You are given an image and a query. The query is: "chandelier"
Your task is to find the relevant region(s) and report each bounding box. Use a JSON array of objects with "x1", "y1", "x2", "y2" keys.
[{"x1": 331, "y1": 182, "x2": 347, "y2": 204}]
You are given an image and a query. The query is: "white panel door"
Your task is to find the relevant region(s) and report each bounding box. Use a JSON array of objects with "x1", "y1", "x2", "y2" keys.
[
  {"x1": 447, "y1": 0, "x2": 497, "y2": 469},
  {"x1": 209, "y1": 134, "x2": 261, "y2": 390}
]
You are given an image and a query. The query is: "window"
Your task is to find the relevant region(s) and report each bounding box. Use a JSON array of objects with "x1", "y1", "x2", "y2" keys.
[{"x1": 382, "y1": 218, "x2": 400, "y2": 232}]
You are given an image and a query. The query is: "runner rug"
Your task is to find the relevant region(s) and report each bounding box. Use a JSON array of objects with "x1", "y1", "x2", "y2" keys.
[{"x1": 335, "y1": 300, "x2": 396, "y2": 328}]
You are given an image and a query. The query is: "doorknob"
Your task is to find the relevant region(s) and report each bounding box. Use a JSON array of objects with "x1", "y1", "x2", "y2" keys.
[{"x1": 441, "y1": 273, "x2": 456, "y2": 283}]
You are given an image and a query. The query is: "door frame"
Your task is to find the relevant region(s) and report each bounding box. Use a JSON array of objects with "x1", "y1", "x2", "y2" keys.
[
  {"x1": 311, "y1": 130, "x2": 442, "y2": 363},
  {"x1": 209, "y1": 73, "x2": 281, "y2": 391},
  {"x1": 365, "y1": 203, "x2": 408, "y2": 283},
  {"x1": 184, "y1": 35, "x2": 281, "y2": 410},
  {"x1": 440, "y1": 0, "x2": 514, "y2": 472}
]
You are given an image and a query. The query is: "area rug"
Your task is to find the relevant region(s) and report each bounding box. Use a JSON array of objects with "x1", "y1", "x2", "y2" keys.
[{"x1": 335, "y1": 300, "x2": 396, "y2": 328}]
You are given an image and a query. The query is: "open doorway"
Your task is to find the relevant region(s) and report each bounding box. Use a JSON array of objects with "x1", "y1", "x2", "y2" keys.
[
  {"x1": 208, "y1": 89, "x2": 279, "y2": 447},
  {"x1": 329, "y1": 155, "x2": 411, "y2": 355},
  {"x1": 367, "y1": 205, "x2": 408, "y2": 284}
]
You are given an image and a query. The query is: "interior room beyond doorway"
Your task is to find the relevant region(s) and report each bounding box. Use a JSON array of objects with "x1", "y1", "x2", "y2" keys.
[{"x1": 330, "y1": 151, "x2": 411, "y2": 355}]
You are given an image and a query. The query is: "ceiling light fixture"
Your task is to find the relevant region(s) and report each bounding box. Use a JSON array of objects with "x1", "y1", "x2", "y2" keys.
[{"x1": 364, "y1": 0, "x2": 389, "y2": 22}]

------------------------

* **Work to be completed**: How many lines in the records above contain the word "doorway"? Reply with the number alone.

* **Solution for this task**: 2